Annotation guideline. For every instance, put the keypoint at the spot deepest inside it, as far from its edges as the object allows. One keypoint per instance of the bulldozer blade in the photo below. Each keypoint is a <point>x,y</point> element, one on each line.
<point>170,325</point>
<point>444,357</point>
────────────────────────────────────────
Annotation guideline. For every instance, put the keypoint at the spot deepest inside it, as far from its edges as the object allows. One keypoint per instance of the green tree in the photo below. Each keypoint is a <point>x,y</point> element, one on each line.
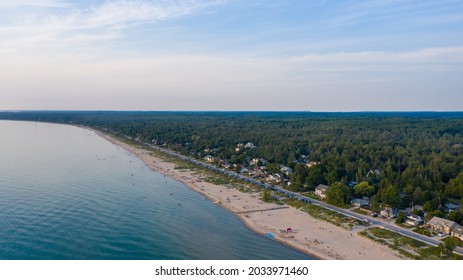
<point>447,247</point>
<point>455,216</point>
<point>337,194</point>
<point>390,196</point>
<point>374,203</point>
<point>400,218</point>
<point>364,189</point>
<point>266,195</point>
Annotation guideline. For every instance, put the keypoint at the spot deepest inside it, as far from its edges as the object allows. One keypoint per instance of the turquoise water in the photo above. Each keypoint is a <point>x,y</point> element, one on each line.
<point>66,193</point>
────────────────────────────────────────
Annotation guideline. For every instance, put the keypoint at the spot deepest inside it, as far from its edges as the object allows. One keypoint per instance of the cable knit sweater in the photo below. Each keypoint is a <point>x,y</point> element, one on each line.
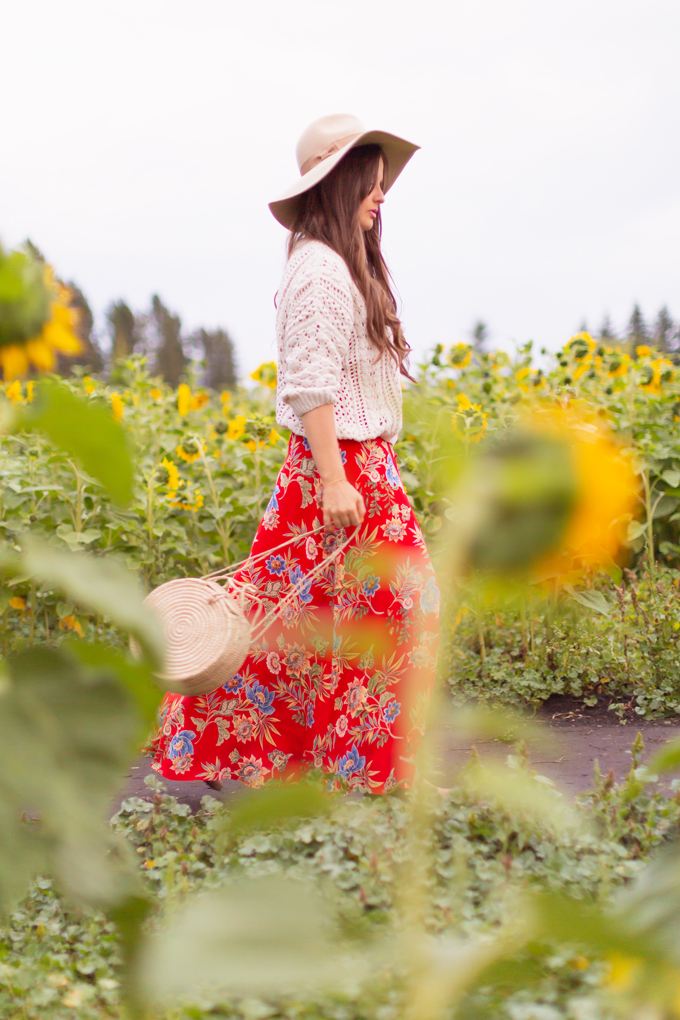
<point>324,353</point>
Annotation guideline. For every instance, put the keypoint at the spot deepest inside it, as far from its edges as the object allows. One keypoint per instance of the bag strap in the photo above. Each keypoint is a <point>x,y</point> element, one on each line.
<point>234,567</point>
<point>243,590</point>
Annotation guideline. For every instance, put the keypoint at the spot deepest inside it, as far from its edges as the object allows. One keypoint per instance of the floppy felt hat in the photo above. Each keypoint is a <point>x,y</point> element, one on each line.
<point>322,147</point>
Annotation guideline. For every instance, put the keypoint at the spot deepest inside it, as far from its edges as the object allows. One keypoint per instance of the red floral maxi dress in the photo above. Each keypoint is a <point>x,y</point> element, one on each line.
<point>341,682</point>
────────────────────────────────────────
» Aim
Render the lines starting at the one containing "of the cable" and ending at the one containing "<point>322,147</point>", both included, as a JSON list of strings with one string per line. Omit blank lines and leave the pictures out.

» Final answer
[
  "Annotation guideline. For every instance, put the keypoint at the spot deepest inside it, as far from its edges as the object allows. One keypoint per instance of the cable knit sweater in the photo below. Each keypoint is a <point>x,y</point> element, one on each line.",
  "<point>324,353</point>",
  "Annotation guideline. For every instance, put the keypoint at the spot deepest inside it, as far from its edges as the object allows. One keypoint per instance of the bag strap in the photo above. Each keypoint is a <point>x,y</point> element, one on each line.",
  "<point>234,567</point>",
  "<point>243,590</point>",
  "Annotation guideline. For every instance, put the keypoint at the spot deepest inside it, as far from its edges as the object allows. One keypoint per instance of the floppy felt hat in the photo above. Each keypoint is a <point>x,y</point> element, one on each line.",
  "<point>322,147</point>"
]